- **Given passage**
>> START
Prosser v. Village of Fox Lake

JUSTICE SIMON,

dissenting:

Section 3 — 11—17 of the Illinois Municipal Code (Ill. Rev. Stat. 1979, ch. 24, par. 3—11—17) requires “the concurrence of a majority of all members then holding office” before an ordinance may be passed by a village board of trustees. The two ordinances in issue received only three “aye” votes — not a majority of the six-member board. One member voted against the measures; one, Richard Hamm, did not vote because the measures concerned his salary; and one member was absent. Unlike the majority, I am forced to conclude that the ordinances did not pass.

The majority contends that trustee Hamm’s failure to vote can be counted with the “aye” votes so that the ordinances did have the concurrence of four members necessary for passage. In arriving at this peculiar rule, it relies on what it calls the common law rule of Rex v. Foxcroft (1760), 2 Burr. 1017, 1021, 97 Eng. Rep. 683, 685 (also known as Oldknow v. Wainwright), in which Lord Mansfield stated in a one-line opinion that “[wjhenever electors are present, and do not vote at all (as they have done here,) ‘they virtually acquiesce in the election made by those who do.’ ” The majority states that this is the appropriate rule to apply when a statute requires “the concurrence” of a majority of all members as opposed to the “affirmative vote” of such a majority, and that under that rule, Hamm’s abstention would be counted with the “aye” votes.

The majority’s reliance on Rex v. Foxcroft is misplaced. That case had little to do with the issues presented here. First, I believe the majority’s interpretation of what Lord Mansfield said is incorrect. Second, even if the majority is correct in its interpretation of his statement, to take such a hoary case out of its common law context and apply it to this case in which a special rule for the passage of ordinances is given in the Illinois Municipal Code is error. Admittedly, there are a few cases that seem to support the majority’s interpretation of the rule in Rex v. Foxcroft and its application to cases like the one presented here. (See, e.g., State ex rel. Young v. Yates (1897), 19 Mont. 239, 47 P. 1004 (dictum); Northwestern Bell Telephone Co. v. Board of Commissioners (N.D. 1973), 211 N.W.2d 399 (relying on Babyak and Yates, not Rex v. Foxcroft); Babyak v. Alten (1958), 106 Ohio App. 191, 154 N.E.2d 14 (dictum and probably overruled sub silentio in Davis v. City of Willoughby (1962), 173 Ohio St. 338, 182 N.E.2d 552).) The weight of authority appears, however, to be against the application of any such rule to cases involving statutes which require the agreement of the majority of the total membership (see, e.g., Mann v. Key (Ala. 1977), 345 So.2d 293; State ex rel. Deal v. Alexander (1899), 107 Iowa 177, 77 N.W. 841; Ram Development Co. v. Shaw (Minn. 1976), 244 N.W.2d 110; Caffey v. Veale (1944), 193 Okla. 444, 145 P.2d 961; State ex rel. Rea v. Etheridge (Tex. Com. App. 1930), 32 S.W.2d 828), even when the statute requires a “concurrence.” See, e.g., Reese v. State ex rel. Carswell (1913), 184 Ala. 36, 62 So. 847; Van Hovenberg v. Holeman (1940), 201 Ark. 370, 144 S.W.2d 718; Steers Sand & Gravel Corp. v. Village Board (N.Y. Sup. Ct. 1954), 129 N.Y.S.2d 403; Davis v. City of Willoughby (1962), 173 Ohio St. 338, 182 N.E.2d 552; State ex rel. Roberts v. Gruber (1962), 231 Or. 494, 500, 373 P.2d 657, 660 (condemning Babyak and State ex rel. Young v. Yates as an unwarranted extension of Rex v. Foxcroft).
>> END
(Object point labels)
>> START
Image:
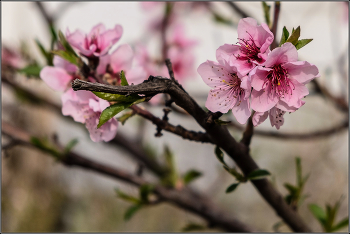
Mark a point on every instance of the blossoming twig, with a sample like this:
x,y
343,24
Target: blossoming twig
x,y
185,199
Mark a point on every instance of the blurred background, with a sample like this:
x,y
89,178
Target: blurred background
x,y
41,195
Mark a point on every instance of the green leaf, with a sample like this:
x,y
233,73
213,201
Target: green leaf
x,y
319,213
31,70
295,36
122,119
127,197
291,188
193,227
258,174
301,43
46,146
191,175
220,155
285,35
266,9
123,82
145,190
48,56
116,97
221,122
67,56
131,211
341,224
65,44
70,145
113,110
232,187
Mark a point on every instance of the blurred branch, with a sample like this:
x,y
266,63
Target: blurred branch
x,y
274,25
219,134
184,199
237,9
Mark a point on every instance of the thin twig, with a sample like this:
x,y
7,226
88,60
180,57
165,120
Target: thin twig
x,y
274,25
184,199
219,134
238,9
>> END
- **Requirements**
1. Duplicate the dissent word for word between "Section 3 —" and "did not pass.", inclusive.
2. In the dissent, why did trustee Richard Hamm not vote on the two ordinances?
3. Resume the dissent in Prosser v. Village of Fox Lake, starting after its final sentence.

- **Answers given**
1.
Section 3 — 11—17 of the Illinois Municipal Code (Ill. Rev. Stat. 1979, ch. 24, par. 3—11—17) requires “the concurrence of a majority of all members then holding office” before an ordinance may be passed by a village board of trustees. The two ordinances in issue received only three “aye” votes — not a majority of the six-member board. One member voted against the measures; one, Richard Hamm, did not vote because the measures concerned his salary; and one member was absent. Unlike the majority, I am forced to conclude that the ordinances did not pass.

2. He did not vote because the measures concerned his salary.

3.
Rex v. Foxcroft involved the appointment of the town clerk of Nottingham by the mayor, aldermen, and common council. Of the 25 electors 21 were present at the meeting. Of those present, nine voted for Thomas Sea-grave, and 12 refused to vote entirely on the ground that the position was already occupied. In my view, the case stands for several propositions. First, the common law requirement for action by such a body is the agreement of a majority of those present and voting, and not a majority of those present. Next, the failure of abstainers to speak will not be construed as a “no” vote, even if their views on the election were clear. Finally, nonvoting members of the body may be counted in establishing the presence of a quorum without otherwise affecting the vote. In his characteristic style, Lord Mansfield rationalized his rule by saying that such members “virtually acquiesce” in the election made by those who do vote. Rex v. Foxcroft (1760), 2 Burr. 1017,1021, 97 Eng. Rep. 683, 685.

My colleagues apparently interpret Lord Mansfield’s statement to mean that while a majority of those present is necessary for a parliamentary body to take action, those who are present but do not vote are deemed to acquiesce, so that the requisite majority is achieved. This is a distortion, though not an original one, of what Lord Mansfield said. He did not say abstainers support the position of the majority so as to add to the majority; he said they accept the action taken by the entire body. They had a vote and they did not use it. The election was complete without their participation because only a majority of those present and voting is required.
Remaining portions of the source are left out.